### Instruction A
Rewrite the records from the line containing "the tree trunk" through the line containing "<point>449,228</point>", requests included, shifting every coordinate in the answers by -71.

### Text extract
=====
United States District Court, D. Nevada

June 4, 2014

BEST ODDS CORP., Plaintiff,
v.
IBUS MEDIA LIMITED, a foreign company; IBUS MEDIA HOLDINGS (IOM) LIMITED, a foreign company, Defendants.

ORDER

ROBERT C. JONES, District Judge.

This trademark infringement action arises under the Lanham Trademark Act of 1946, 15 U.S.C. § 1114. Defendants have moved to dismiss for lack of personal jurisdiction and for failure to state a claim. (ECF No. 13). For the reasons stated herein, the Court concludes that it lacks personal jurisdiction over Defendants. Accordingly, the Court need not address Defendants' Rule 12(b)(6) arguments, and the case is dismissed.

I. BACKGROUND

This is a case between the operators of two poker websites. Plaintiff Best Odds Corp. is a Nevada corporation that provides "news and information via a global computer network in the field of gaming." (Compl. ¶ 17, ECF No. 1). Defendants iBus Media and iBus Media Holdings (collectively, "Defendants") are Isle of Man corporations that provide "news and information via a global computer network in the field of gaming." ( Id. at ¶ 20). Both Plaintiff and Defendants use the MacPoker® trademark in connection with their respective websites. ( Id. at ¶¶ 21-22). The mark, however, is registered to Plaintiff. ( Id. at ¶ 18; USPTO Registration, ECF No. 1-2).

On October 29, 2013, Plaintiff filed the instant action, claiming trademark infringement under the Lanham Act and "misappropriation of commercial properties" under Nevada common law. (Compl., ECF No. 1). On January 21, 2014, Defendants moved to dismiss for lack of personal jurisdiction and failure to state a claim for which relief can be granted. (ECF No. 13). The Court now considers the pending motion.

II. LEGAL STANDARDS

A defendant may move to dismiss for lack of personal jurisdiction. See Fed.R.Civ.P. 12(b)(2). Personal jurisdiction exists if: (1) provided for by law; and (2) the exercise of jurisdiction comports with due process. See Greenspun v. Del E. Webb Corp., 634 F.2d 1204, 1207 (9th Cir. 1980). When no federal statute governs personal jurisdiction, a federal court applies the law of the forum state. See Boschetto v. Hansing, 539 F.3d 1011, 1015 (9th Cir. 2008). Where, as in Nevada, the forum state's long-arm statute provides for personal jurisdiction to the fullest extent of the Due Process Clause of the Fourteenth Amendment, see Arbella Mut. Ins. Co. v. Eighth Judicial Dist. Court, 134 P.3d 710, 712 (Nev. 2006) (citing Nev. Rev. Stat. § 14.065), a court need only apply federal due process standards, see Boschetto, 539 F.3d at 1015.
=====
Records

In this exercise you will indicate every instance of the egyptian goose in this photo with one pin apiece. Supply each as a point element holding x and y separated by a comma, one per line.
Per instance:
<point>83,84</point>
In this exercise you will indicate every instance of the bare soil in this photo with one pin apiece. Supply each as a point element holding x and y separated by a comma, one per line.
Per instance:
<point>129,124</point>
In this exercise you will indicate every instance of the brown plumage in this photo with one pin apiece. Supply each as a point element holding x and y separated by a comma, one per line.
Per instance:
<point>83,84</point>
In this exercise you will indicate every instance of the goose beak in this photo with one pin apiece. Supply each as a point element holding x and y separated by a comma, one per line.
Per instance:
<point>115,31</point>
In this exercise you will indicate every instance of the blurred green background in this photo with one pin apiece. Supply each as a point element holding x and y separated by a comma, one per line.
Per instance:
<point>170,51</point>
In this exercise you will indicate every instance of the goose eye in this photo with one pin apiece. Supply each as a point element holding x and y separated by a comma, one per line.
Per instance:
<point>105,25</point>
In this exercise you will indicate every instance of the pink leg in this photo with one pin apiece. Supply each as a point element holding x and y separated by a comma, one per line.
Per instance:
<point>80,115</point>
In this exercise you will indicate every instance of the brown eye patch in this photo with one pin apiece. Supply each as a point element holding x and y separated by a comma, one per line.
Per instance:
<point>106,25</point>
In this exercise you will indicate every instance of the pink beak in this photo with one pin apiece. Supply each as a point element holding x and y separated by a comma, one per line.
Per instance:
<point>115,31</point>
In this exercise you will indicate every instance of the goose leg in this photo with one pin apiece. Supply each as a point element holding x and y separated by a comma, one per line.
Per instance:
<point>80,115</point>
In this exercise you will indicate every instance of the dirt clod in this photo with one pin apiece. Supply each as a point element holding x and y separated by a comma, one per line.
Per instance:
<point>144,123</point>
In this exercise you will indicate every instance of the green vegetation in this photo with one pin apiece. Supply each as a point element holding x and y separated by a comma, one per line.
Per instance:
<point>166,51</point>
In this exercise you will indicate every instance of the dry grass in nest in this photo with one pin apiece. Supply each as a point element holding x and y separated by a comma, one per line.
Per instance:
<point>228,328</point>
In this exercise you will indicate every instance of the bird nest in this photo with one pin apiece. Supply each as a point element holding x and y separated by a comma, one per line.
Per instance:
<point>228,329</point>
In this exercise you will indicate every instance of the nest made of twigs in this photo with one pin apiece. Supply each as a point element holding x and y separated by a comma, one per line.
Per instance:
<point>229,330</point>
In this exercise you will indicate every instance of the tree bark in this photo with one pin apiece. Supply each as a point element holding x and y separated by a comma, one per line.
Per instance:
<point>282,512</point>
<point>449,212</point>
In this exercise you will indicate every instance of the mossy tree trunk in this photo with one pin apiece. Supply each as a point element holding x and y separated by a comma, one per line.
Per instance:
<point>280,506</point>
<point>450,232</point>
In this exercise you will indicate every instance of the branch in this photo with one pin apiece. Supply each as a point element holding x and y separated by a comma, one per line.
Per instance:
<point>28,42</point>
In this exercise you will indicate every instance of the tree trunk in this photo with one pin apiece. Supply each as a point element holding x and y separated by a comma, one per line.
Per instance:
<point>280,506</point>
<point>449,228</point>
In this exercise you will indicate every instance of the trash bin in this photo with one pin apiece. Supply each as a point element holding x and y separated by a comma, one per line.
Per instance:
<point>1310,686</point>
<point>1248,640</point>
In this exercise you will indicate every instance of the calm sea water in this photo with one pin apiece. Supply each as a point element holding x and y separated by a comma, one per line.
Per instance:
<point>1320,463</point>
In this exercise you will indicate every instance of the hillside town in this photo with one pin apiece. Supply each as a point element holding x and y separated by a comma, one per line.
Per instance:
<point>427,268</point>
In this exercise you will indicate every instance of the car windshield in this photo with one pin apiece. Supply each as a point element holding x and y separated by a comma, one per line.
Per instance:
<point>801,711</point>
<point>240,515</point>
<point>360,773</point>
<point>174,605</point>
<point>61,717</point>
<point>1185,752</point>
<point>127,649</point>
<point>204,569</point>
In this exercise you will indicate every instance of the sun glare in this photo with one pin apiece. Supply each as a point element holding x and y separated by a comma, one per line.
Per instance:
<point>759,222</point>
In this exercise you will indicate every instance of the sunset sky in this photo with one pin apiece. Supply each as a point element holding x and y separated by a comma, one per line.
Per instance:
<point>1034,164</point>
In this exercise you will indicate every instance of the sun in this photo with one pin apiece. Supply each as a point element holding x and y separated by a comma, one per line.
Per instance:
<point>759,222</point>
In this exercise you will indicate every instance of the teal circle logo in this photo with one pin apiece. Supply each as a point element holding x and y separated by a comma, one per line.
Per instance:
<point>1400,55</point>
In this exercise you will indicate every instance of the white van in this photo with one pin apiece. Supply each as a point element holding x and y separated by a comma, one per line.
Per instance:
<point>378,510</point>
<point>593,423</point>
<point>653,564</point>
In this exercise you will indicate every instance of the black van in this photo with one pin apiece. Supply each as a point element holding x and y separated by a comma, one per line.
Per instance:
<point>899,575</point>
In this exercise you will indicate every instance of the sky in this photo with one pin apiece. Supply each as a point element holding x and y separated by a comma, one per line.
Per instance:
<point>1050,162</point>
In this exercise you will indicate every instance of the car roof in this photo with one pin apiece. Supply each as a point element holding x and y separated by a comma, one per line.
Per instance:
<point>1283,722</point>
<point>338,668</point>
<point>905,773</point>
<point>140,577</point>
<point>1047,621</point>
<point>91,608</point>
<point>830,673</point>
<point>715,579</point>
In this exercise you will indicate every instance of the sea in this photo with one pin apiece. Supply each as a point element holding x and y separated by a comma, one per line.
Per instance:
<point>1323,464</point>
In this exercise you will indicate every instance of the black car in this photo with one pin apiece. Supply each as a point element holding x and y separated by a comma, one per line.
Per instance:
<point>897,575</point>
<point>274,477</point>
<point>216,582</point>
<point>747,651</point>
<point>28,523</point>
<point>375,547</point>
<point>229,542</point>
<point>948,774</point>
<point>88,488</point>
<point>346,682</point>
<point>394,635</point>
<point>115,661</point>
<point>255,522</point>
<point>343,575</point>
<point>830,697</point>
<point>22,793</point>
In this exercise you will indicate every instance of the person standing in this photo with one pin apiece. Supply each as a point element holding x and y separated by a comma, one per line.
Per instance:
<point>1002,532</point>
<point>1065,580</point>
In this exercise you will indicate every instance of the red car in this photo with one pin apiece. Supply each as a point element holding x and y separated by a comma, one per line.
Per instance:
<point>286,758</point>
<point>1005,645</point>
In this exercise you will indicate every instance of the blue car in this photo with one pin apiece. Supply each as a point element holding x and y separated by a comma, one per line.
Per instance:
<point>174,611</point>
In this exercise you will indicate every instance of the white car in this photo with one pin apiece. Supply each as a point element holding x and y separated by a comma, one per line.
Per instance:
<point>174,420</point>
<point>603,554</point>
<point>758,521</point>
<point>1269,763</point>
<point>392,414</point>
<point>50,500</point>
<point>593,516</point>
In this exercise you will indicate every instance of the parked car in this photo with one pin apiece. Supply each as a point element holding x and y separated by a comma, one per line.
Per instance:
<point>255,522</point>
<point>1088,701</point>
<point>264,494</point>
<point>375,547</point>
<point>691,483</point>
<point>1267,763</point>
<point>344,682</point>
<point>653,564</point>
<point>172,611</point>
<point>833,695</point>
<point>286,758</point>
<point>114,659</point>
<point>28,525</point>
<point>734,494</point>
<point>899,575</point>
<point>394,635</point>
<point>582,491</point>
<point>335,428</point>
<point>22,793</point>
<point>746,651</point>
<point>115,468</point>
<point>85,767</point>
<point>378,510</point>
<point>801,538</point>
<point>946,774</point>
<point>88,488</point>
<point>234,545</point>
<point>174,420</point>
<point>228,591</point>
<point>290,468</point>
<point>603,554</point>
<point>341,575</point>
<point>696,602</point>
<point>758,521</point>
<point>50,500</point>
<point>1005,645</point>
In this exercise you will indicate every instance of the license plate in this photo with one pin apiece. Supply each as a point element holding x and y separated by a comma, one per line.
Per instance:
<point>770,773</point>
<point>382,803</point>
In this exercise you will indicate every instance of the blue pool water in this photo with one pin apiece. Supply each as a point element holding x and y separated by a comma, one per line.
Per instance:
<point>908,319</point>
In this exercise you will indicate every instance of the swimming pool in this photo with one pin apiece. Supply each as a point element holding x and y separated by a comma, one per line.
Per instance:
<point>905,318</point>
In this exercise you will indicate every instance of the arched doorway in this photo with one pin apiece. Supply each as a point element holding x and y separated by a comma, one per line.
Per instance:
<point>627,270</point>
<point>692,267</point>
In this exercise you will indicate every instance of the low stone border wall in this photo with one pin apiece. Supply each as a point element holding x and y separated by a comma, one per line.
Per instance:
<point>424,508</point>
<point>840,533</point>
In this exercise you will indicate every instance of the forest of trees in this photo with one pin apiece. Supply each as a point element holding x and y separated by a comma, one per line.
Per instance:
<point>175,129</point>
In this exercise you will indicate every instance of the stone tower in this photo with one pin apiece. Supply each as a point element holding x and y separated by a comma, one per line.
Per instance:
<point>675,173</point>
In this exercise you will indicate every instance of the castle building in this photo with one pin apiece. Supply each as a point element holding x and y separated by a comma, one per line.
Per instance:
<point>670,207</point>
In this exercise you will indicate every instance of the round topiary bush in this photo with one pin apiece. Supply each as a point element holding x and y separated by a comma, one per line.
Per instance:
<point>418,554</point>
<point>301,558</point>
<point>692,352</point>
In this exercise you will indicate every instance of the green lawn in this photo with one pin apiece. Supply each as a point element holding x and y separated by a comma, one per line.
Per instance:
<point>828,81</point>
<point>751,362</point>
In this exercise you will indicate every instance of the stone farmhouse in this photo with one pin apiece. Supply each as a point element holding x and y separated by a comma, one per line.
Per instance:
=====
### Instruction B
According to the court order, why does a federal court in Nevada need only apply federal due process standards to decide personal jurisdiction?

### Complete answer A
In this exercise you will indicate every instance of the tree trunk in this photo with one pin apiece. Supply each as a point element holding x and y separated by a comma, one per line.
Per instance:
<point>209,435</point>
<point>378,157</point>

### Complete answer B
Nevada's long-arm statute provides for personal jurisdiction to the fullest extent of the Due Process Clause of the Fourteenth Amendment. The state-law requirement therefore reaches as far as due process allows, so the federal due process standards settle the question.